** Work to complete **
Can you extract every line of the records below that contains the word "water"?

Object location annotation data

____

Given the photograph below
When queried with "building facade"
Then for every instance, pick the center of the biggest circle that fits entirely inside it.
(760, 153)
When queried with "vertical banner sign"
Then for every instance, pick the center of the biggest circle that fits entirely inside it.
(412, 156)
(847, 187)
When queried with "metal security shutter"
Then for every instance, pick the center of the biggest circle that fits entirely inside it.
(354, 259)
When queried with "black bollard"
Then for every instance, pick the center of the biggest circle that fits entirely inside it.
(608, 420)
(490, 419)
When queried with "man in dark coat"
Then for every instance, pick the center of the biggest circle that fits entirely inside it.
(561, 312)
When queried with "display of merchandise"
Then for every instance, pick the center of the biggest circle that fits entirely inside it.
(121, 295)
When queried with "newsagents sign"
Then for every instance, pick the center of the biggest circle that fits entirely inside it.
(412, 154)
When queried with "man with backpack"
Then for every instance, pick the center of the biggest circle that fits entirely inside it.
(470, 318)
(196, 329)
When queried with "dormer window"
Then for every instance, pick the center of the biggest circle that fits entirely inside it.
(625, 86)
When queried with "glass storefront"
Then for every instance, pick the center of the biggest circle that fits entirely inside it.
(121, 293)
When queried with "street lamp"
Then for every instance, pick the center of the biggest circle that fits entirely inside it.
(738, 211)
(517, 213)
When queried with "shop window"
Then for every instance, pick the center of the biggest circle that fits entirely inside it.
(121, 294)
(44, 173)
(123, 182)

____

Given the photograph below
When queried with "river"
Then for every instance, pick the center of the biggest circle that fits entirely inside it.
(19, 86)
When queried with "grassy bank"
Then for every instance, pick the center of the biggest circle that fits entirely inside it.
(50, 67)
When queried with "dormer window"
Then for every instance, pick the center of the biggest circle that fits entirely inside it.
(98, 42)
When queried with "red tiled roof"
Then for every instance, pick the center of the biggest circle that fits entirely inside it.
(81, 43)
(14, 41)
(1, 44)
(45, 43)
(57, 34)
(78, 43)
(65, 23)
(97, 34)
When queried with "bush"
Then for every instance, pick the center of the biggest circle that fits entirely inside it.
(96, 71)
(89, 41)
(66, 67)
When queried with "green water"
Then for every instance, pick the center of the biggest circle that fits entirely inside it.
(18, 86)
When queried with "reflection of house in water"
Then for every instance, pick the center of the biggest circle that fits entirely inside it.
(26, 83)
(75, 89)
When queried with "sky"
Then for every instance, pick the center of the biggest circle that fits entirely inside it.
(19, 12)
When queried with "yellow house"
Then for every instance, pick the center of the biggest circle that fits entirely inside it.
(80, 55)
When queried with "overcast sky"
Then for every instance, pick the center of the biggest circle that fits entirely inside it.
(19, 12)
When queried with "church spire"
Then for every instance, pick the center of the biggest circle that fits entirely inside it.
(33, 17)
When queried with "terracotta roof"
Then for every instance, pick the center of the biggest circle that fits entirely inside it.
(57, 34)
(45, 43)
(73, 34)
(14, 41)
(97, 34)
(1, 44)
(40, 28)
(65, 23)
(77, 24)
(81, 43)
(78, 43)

____

** Worked answer **
When queried with "green water"
When queried with "reflection of house in water"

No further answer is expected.